(Rows from a dataset)
** Start **
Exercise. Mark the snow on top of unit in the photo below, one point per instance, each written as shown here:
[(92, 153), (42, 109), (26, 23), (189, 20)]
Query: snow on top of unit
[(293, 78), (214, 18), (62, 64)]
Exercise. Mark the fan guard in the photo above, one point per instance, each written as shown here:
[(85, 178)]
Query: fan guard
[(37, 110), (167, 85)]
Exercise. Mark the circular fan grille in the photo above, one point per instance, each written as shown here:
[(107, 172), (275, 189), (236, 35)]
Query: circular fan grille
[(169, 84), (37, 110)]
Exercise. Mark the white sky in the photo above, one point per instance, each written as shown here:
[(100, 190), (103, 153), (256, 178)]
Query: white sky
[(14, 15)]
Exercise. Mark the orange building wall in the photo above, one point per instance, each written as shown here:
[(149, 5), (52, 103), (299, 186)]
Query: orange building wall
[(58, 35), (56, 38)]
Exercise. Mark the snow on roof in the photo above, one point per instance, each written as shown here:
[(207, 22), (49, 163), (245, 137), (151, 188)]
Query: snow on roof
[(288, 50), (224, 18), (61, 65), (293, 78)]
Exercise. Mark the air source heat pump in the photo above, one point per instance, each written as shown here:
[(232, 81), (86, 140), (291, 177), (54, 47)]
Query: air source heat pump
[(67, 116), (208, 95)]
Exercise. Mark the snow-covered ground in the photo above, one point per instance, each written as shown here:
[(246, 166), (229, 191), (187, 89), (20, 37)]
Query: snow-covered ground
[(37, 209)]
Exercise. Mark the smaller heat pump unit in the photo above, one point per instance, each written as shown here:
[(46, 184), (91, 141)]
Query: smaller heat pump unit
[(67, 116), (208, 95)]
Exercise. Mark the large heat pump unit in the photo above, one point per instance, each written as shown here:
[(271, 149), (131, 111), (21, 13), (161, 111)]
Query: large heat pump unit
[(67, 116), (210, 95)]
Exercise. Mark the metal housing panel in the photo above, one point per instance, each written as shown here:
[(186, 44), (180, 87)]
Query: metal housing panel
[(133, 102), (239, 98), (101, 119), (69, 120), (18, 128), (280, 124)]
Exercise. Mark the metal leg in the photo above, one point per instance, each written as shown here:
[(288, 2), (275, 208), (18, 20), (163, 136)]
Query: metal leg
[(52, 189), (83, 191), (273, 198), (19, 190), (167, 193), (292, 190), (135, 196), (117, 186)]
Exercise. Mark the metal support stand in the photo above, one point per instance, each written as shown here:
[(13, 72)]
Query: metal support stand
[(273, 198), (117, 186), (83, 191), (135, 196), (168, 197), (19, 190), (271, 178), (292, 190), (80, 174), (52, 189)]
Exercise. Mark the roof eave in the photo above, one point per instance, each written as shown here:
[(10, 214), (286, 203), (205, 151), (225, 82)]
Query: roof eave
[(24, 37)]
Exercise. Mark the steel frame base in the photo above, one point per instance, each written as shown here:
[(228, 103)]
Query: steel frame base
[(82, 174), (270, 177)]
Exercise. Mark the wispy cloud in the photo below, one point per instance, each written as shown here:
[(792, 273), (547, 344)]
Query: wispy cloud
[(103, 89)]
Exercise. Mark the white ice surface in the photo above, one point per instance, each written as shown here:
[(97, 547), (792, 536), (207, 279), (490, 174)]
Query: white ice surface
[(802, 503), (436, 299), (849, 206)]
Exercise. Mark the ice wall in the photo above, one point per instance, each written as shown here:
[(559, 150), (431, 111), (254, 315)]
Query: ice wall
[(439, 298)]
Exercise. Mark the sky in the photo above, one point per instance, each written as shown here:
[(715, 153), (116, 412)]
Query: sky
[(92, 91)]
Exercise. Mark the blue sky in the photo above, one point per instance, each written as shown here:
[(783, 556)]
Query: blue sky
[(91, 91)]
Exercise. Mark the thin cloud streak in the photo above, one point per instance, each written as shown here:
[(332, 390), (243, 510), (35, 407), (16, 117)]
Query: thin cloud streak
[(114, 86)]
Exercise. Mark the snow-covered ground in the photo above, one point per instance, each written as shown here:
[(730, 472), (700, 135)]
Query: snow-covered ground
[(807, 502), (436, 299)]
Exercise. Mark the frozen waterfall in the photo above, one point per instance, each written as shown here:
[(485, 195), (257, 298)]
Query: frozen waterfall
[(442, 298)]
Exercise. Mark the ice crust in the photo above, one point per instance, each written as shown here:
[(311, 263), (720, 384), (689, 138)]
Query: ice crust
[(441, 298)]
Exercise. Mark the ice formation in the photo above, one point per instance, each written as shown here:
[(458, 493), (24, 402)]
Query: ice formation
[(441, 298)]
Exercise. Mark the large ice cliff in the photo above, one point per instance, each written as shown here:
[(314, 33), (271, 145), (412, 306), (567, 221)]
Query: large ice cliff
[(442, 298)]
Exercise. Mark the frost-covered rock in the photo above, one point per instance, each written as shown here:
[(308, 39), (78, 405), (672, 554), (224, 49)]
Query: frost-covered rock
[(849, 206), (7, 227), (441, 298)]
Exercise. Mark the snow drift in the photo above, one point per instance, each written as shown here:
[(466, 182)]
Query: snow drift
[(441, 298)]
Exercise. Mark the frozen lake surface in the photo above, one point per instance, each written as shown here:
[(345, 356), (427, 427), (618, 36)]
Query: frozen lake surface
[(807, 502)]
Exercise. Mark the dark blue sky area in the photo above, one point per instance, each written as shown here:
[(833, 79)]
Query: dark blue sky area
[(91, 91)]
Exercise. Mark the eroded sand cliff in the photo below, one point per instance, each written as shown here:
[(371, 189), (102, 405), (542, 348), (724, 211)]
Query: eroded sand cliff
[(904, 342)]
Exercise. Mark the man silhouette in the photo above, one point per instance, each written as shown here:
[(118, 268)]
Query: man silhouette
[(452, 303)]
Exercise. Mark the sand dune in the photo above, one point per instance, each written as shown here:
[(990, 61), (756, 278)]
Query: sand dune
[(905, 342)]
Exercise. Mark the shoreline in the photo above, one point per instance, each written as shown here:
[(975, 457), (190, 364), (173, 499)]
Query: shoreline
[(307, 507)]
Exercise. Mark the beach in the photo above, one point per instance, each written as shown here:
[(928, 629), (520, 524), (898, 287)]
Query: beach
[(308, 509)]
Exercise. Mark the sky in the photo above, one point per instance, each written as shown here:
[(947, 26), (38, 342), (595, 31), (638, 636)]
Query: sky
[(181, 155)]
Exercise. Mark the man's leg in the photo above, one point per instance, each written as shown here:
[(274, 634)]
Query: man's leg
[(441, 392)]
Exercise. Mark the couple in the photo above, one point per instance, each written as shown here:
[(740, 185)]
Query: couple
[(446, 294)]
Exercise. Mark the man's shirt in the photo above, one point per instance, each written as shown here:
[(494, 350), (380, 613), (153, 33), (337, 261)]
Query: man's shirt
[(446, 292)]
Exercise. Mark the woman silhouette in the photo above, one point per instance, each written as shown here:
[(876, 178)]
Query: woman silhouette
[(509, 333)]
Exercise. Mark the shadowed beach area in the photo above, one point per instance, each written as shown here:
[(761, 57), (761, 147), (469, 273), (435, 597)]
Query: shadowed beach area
** End **
Render every line of the entries above as a JSON list of strings, one string per line, skipping blank lines.

§ **Solved exercise**:
[
  "Exercise. Mark the snow on top of unit in the photo below, one point per instance, each written as shown here:",
  "[(92, 153), (42, 109), (26, 23), (189, 20)]",
  "Query: snow on top of unit",
  "[(293, 78), (214, 18), (62, 64)]",
  "Exercise. Mark the fan guard in the photo above, one point per instance, each written as shown here:",
  "[(85, 178)]",
  "Query: fan guard",
  "[(37, 110), (167, 85)]",
  "Exercise. Mark the circular fan grille in the photo above, one point per instance, each written as shown here:",
  "[(107, 172), (275, 189), (236, 35)]",
  "Query: circular fan grille",
  "[(169, 84), (37, 110)]",
  "Exercise. Mark the white sky in the photo above, one point per instance, each written as shown here:",
  "[(100, 190), (103, 153), (256, 178)]",
  "Query: white sky",
  "[(14, 15)]",
  "Exercise. Mark the orange building wall in the photo above, one point per instance, each written as shown here:",
  "[(149, 5), (52, 103), (299, 186)]",
  "Query: orange building wall",
  "[(58, 35), (56, 38)]",
  "Exercise. Mark the snow on roof in the photo above, one point per instance, each written as shown here:",
  "[(207, 22), (49, 163), (245, 137), (151, 188)]",
  "Query: snow on roof",
  "[(288, 50), (224, 18), (61, 65), (293, 78)]",
  "Exercise. Mark the air source heat pump in the photo above, one point per instance, each written as shown here:",
  "[(232, 81), (86, 140), (291, 177), (54, 47)]",
  "Query: air source heat pump",
  "[(67, 116), (208, 95)]",
  "Exercise. Mark the snow-covered ground in the photo above, one point per instance, each written as shown here:",
  "[(246, 166), (229, 191), (187, 89), (20, 37)]",
  "Query: snow-covered ground",
  "[(37, 209)]",
  "Exercise. Mark the smaller heat pump unit in the photo above, one point per instance, each written as shown here:",
  "[(46, 184), (91, 141)]",
  "Query: smaller heat pump unit",
  "[(67, 116), (208, 95)]",
  "Exercise. Mark the large heat pump unit in the photo above, one point per instance, each written as shown here:",
  "[(271, 149), (131, 111), (21, 13), (161, 111)]",
  "Query: large heat pump unit",
  "[(67, 116), (210, 95)]",
  "Exercise. Mark the metal housing panel in the photo above, one point per instance, each written as shown here:",
  "[(186, 44), (180, 87)]",
  "Query: metal housing panel",
  "[(133, 102), (239, 98), (101, 119), (69, 120), (18, 128), (280, 124)]",
  "Exercise. Mark the metal leg in the photo above, one point per instance, each written as shown here:",
  "[(288, 2), (275, 208), (18, 20), (163, 136)]",
  "Query: metal leg",
  "[(52, 189), (83, 191), (273, 198), (19, 190), (167, 193), (292, 190), (135, 196), (117, 186)]",
  "Exercise. Mark the metal support stand in the photo above, one point per instance, each written as shown here:",
  "[(13, 72)]",
  "Query: metal support stand",
  "[(273, 198), (117, 186), (83, 191), (135, 196), (168, 197), (19, 190), (271, 178), (292, 190), (80, 174), (52, 189)]",
  "Exercise. Mark the roof eave in the photo above, one point per instance, each written as shown here:",
  "[(10, 214), (286, 203), (205, 151), (225, 82)]",
  "Query: roof eave",
  "[(24, 37)]",
  "Exercise. Mark the steel frame base in the photo above, one point per instance, each written as shown here:",
  "[(228, 103)]",
  "Query: steel frame base",
  "[(82, 174), (270, 177)]",
  "Exercise. Mark the wispy cloud in the photo below, one point per instance, each written as shown here:",
  "[(792, 273), (547, 344)]",
  "Query: wispy cloud",
  "[(103, 89)]",
  "Exercise. Mark the white ice surface in the photo above, one point per instance, each written as shown here:",
  "[(97, 547), (792, 536), (207, 279), (490, 174)]",
  "Query: white ice surface",
  "[(802, 503), (436, 299), (849, 206)]",
  "Exercise. Mark the ice wall in the photo above, one point per instance, each written as shown here:",
  "[(559, 150), (431, 111), (254, 315)]",
  "Query: ice wall",
  "[(439, 298)]",
  "Exercise. Mark the sky in the photo above, one point per instance, each written as shown here:",
  "[(715, 153), (116, 412)]",
  "Query: sky",
  "[(92, 91)]",
  "Exercise. Mark the blue sky in the photo above, one point per instance, each written as shown here:",
  "[(783, 556)]",
  "Query: blue sky",
  "[(91, 91)]",
  "Exercise. Mark the thin cloud streak in the photo above, one point per instance, each written as shown here:",
  "[(332, 390), (243, 510), (35, 407), (16, 117)]",
  "Query: thin cloud streak",
  "[(114, 86)]",
  "Exercise. Mark the snow-covered ground in the photo above, one point per instance, each written as shown here:",
  "[(730, 472), (700, 135)]",
  "Query: snow-covered ground",
  "[(807, 502), (436, 299)]",
  "Exercise. Mark the frozen waterfall in the photo above, one point per instance, each written as shown here:",
  "[(485, 195), (257, 298)]",
  "Query: frozen waterfall",
  "[(442, 298)]",
  "Exercise. Mark the ice crust in the photo above, one point per instance, each written as shown here:",
  "[(311, 263), (720, 384), (689, 138)]",
  "Query: ice crust",
  "[(441, 298)]",
  "Exercise. Mark the ice formation in the photo above, one point per instance, each written as shown here:",
  "[(458, 493), (24, 402)]",
  "Query: ice formation",
  "[(441, 298)]",
  "Exercise. Mark the large ice cliff in the photo above, one point per instance, each written as shown here:",
  "[(314, 33), (271, 145), (412, 306), (567, 221)]",
  "Query: large ice cliff",
  "[(442, 298)]",
  "Exercise. Mark the frost-covered rock in the photo above, one point per instance, each written as shown here:",
  "[(308, 39), (78, 405), (672, 554), (224, 49)]",
  "Query: frost-covered rock",
  "[(849, 206), (7, 227), (441, 298)]",
  "Exercise. Mark the snow drift in the photo above, one point per instance, each written as shown here:",
  "[(466, 182)]",
  "Query: snow drift",
  "[(441, 298)]",
  "Exercise. Mark the frozen lake surface in the photo above, one point per instance, each written as shown here:",
  "[(345, 356), (427, 427), (618, 36)]",
  "Query: frozen lake surface",
  "[(807, 502)]",
  "Exercise. Mark the dark blue sky area in the photo above, one point per instance, each written as shown here:",
  "[(833, 79)]",
  "Query: dark blue sky area",
  "[(91, 91)]",
  "Exercise. Mark the eroded sand cliff in the photo below, one point per instance, each written as shown here:",
  "[(371, 189), (102, 405), (542, 348), (724, 211)]",
  "Query: eroded sand cliff",
  "[(904, 342)]",
  "Exercise. Mark the man silhouette in the photo above, one point per instance, each written as shown here:",
  "[(118, 268)]",
  "Query: man silhouette",
  "[(452, 303)]",
  "Exercise. Mark the sand dune in the photo above, one point per instance, each written as shown here:",
  "[(990, 61), (756, 278)]",
  "Query: sand dune",
  "[(905, 342)]",
  "Exercise. Mark the shoreline in the photo above, one point per instance, each written as shown here:",
  "[(975, 457), (190, 364), (173, 499)]",
  "Query: shoreline",
  "[(307, 507)]",
  "Exercise. Mark the beach in the photo above, one point per instance, each written as shown here:",
  "[(928, 629), (520, 524), (898, 287)]",
  "Query: beach",
  "[(308, 509)]",
  "Exercise. Mark the sky in the photo above, one point per instance, each written as shown here:",
  "[(947, 26), (38, 342), (595, 31), (638, 636)]",
  "Query: sky",
  "[(181, 155)]",
  "Exercise. Mark the man's leg in the photo above, one point per instance, each written as shown here:",
  "[(274, 634)]",
  "Query: man's leg",
  "[(441, 392)]",
  "Exercise. Mark the couple in the photo above, one point per instance, each written as shown here:",
  "[(740, 185)]",
  "Query: couple",
  "[(446, 294)]",
  "Exercise. Mark the man's shirt in the photo above, one point per instance, each written as shown here:",
  "[(494, 350), (380, 613), (153, 33), (337, 261)]",
  "Query: man's shirt",
  "[(446, 292)]",
  "Exercise. Mark the woman silhouette in the photo above, one point per instance, each written as shown here:",
  "[(876, 178)]",
  "Query: woman silhouette",
  "[(509, 333)]",
  "Exercise. Mark the shadowed beach area in the photo above, one point per instance, each written as shown here:",
  "[(761, 57), (761, 147), (469, 273), (435, 597)]",
  "Query: shadowed beach area"
]